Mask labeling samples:
§

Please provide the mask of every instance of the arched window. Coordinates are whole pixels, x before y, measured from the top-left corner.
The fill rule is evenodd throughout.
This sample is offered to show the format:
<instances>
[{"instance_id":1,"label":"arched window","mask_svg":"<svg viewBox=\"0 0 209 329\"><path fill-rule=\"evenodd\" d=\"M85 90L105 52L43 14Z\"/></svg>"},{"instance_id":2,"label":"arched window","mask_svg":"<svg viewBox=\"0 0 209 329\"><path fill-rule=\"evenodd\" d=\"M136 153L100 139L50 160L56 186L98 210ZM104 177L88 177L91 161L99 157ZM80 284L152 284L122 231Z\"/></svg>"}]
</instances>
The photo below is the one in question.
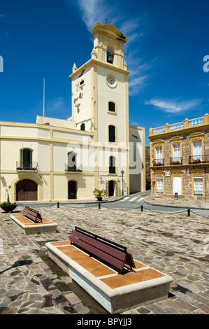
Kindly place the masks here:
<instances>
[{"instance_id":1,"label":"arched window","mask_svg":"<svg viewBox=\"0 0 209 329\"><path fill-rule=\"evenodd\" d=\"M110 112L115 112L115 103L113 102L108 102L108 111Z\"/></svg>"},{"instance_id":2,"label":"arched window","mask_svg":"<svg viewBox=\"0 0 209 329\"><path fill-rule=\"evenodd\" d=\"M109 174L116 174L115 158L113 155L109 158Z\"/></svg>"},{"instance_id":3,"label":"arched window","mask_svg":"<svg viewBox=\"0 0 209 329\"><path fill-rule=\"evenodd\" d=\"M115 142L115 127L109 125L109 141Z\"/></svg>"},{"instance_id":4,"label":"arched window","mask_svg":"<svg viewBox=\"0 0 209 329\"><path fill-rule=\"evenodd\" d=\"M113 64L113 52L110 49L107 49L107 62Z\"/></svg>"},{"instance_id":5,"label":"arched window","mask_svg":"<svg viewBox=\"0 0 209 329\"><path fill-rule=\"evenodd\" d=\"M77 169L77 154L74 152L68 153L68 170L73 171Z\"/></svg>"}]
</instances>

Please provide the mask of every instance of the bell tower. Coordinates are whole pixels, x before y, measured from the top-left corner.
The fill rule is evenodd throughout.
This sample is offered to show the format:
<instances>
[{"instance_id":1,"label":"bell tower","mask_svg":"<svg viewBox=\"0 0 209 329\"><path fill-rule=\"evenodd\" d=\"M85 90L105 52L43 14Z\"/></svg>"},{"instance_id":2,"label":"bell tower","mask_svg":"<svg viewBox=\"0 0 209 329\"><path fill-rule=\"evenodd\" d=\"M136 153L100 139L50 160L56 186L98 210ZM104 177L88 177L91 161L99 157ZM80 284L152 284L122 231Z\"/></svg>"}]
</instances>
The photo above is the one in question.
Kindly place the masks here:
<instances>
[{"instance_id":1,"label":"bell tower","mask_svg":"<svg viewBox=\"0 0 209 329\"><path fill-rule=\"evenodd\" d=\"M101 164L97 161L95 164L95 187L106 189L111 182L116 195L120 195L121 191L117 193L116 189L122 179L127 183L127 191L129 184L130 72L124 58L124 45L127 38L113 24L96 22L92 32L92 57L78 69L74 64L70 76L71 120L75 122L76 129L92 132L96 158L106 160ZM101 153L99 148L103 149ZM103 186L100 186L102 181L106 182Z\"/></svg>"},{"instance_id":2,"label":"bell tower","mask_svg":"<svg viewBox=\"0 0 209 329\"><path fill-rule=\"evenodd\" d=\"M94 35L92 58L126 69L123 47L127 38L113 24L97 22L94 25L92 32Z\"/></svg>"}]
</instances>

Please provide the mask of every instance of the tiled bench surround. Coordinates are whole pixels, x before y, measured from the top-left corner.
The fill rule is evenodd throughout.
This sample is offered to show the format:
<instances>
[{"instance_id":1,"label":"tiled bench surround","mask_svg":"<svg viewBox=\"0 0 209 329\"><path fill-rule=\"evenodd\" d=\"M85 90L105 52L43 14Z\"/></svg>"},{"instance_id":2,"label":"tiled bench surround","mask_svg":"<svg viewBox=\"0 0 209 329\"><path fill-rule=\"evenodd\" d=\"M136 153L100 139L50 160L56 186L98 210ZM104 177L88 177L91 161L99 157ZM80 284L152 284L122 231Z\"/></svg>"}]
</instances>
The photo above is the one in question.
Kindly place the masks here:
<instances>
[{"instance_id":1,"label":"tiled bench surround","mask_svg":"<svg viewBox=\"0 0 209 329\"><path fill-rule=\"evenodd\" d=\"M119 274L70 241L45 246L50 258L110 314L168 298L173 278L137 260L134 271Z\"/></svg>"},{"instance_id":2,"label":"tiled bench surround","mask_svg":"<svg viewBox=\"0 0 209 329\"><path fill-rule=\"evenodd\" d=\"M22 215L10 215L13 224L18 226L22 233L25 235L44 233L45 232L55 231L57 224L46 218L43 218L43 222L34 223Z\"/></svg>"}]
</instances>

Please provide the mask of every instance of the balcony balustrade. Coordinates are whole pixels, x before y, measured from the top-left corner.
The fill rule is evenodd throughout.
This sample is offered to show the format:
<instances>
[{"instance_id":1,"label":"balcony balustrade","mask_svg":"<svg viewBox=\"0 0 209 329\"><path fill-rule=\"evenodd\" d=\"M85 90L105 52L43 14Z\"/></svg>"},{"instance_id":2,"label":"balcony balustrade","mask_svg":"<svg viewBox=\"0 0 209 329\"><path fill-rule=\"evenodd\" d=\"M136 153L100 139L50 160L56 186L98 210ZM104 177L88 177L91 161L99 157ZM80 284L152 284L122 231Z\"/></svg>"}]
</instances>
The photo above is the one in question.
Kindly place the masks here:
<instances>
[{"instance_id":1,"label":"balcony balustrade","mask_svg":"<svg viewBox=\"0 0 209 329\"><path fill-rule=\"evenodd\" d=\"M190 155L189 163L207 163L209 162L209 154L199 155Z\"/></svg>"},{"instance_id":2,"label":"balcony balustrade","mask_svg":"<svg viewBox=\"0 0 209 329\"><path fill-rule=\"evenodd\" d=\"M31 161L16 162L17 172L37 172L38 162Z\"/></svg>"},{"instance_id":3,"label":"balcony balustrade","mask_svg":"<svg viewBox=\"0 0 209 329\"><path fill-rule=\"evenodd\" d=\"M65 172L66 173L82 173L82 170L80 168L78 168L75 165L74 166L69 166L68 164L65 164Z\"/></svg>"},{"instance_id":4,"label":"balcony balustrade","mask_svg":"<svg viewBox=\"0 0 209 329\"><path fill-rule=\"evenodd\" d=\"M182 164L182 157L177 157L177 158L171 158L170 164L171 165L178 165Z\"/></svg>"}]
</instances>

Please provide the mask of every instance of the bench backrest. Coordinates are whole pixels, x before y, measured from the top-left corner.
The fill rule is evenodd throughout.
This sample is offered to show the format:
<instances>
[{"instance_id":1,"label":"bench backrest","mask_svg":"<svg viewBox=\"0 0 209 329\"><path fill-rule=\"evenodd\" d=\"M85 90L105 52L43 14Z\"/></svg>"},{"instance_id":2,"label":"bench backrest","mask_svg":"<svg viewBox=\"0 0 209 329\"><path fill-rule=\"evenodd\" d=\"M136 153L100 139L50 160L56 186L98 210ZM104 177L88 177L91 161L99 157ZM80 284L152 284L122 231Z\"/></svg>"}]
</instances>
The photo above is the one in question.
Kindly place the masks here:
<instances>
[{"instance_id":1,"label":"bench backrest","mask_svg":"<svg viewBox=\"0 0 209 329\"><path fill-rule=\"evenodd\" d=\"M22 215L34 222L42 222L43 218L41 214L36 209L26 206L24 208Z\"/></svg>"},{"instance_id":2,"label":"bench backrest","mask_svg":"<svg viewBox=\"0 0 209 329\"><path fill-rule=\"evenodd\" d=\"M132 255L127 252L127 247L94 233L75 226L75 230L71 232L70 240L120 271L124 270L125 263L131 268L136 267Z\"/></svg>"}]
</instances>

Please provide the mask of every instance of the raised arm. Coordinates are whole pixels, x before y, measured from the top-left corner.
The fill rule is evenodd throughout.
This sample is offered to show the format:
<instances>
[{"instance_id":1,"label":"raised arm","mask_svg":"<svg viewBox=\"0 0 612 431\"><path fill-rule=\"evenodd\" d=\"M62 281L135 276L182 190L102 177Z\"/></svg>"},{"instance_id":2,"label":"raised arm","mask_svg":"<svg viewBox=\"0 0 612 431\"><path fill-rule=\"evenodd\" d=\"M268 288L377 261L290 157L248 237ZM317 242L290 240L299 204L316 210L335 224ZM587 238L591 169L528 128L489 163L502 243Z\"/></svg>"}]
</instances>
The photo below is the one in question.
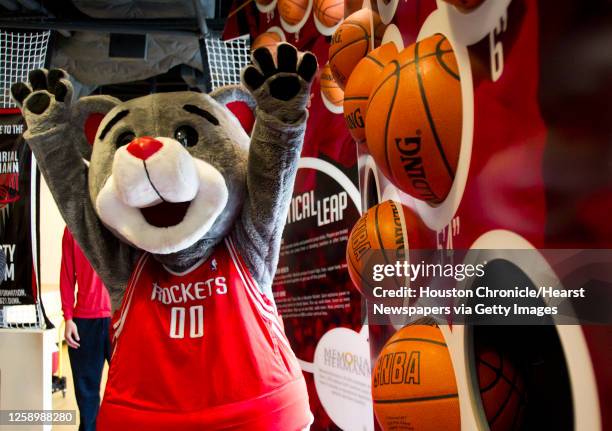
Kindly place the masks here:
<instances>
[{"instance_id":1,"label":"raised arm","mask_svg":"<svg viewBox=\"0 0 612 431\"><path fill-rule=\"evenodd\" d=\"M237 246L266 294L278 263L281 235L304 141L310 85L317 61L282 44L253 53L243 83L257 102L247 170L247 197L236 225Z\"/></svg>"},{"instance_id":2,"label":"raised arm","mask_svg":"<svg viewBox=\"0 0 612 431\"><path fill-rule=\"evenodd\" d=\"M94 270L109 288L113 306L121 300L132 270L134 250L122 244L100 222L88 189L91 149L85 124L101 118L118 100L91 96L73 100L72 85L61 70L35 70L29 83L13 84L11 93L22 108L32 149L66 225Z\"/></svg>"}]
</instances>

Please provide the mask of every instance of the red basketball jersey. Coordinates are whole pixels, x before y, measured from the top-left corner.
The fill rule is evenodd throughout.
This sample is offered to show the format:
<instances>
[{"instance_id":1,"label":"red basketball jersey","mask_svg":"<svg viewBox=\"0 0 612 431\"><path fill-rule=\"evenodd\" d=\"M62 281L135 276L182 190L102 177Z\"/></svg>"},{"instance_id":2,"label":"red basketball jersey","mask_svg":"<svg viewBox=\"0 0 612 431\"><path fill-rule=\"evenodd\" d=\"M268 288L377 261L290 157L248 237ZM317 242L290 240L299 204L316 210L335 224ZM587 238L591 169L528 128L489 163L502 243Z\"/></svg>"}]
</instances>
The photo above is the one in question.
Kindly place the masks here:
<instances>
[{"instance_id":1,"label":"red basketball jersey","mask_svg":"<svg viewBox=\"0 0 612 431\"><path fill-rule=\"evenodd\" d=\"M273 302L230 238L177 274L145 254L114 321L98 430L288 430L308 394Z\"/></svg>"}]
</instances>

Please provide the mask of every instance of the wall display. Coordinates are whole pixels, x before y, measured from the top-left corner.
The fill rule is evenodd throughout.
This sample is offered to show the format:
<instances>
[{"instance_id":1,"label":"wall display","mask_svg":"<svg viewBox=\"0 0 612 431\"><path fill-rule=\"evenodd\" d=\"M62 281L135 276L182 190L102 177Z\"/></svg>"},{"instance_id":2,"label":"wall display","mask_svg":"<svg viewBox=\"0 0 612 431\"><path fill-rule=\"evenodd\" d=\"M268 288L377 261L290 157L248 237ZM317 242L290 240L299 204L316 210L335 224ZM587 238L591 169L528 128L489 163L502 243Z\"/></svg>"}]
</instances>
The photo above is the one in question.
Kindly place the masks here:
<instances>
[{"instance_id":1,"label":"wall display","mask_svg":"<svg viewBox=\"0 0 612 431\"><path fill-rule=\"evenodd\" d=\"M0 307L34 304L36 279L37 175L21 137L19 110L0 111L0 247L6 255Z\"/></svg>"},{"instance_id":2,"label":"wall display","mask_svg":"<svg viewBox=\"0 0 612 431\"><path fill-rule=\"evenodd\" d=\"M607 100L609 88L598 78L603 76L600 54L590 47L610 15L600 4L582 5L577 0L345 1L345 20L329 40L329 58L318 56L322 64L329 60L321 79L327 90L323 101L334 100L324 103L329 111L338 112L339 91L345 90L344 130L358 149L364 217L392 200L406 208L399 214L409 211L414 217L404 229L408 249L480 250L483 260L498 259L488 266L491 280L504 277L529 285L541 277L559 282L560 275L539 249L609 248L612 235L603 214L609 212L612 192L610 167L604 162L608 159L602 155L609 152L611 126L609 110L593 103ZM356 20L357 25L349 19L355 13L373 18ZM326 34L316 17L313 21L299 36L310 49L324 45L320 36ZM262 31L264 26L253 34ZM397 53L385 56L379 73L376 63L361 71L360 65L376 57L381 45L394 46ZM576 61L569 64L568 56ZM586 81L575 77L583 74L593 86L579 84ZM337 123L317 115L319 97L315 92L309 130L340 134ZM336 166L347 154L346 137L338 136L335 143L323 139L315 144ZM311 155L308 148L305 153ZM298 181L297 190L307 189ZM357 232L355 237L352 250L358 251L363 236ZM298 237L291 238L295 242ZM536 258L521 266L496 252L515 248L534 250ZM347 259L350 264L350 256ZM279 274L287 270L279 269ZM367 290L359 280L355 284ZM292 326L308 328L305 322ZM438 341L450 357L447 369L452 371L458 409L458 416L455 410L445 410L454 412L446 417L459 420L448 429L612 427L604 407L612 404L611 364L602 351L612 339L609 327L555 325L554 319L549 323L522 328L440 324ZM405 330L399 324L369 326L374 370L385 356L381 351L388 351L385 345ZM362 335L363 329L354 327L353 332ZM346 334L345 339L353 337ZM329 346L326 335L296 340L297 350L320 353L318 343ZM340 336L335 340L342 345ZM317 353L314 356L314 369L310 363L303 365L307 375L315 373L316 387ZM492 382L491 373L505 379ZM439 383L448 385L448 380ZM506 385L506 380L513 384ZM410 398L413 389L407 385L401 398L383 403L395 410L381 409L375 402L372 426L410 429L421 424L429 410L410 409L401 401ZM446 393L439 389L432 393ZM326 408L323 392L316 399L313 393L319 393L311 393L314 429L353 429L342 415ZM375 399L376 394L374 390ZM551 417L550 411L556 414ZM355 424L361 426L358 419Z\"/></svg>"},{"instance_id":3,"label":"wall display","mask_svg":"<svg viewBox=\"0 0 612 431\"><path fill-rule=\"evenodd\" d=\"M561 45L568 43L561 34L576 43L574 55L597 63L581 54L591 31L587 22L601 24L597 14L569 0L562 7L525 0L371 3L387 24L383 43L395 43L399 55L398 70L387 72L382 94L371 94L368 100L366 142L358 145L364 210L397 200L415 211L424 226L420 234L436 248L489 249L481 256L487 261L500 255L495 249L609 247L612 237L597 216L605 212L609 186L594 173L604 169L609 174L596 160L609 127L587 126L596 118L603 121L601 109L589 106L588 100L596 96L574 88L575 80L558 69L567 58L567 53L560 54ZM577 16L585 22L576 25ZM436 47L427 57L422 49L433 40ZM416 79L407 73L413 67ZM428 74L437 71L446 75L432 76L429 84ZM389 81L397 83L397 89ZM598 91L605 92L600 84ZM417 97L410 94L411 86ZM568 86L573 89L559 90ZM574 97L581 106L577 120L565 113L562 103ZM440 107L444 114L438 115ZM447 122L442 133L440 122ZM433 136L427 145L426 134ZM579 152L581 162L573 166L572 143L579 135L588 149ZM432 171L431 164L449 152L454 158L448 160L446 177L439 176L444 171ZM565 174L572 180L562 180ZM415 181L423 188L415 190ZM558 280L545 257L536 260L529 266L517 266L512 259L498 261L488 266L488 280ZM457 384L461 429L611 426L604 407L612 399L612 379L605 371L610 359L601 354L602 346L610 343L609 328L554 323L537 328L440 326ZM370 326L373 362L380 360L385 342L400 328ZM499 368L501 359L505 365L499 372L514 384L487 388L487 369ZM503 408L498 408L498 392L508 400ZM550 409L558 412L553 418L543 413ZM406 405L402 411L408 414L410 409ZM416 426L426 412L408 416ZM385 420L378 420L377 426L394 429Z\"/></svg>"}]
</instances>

§

What the task requires:
List every line of the listing above that contains the word "Please".

Result:
Please provide the mask of every instance of the arched window. Coordinates are whole pixels, x before y, measured from the top-left corner.
Please provide the mask of every instance of the bell tower. Coordinates are whole pixels, x before y, measured from the top-left corner.
Please provide the mask of every instance of the tiled bench surround. Coordinates are whole pixels, x before y, measured from the top-left corner.
Please provide the mask of every instance of the balcony balustrade. Coordinates are whole pixels, x before y, measured from the top-left corner.
Please provide the mask of every instance of the bench backrest. Coordinates are whole pixels, x before y, measured from the top-left corner.
Please provide the mask of every instance of the raised arm. Coordinates are whole pixels, x before y, measured from the top-left corner.
Please provide the mask of every instance of the red basketball jersey. Coordinates are whole pixels, x before y, measured from the top-left corner.
Please provide the mask of every instance of the wall display. Coordinates are whole pixels, x before y, measured from the top-left corner.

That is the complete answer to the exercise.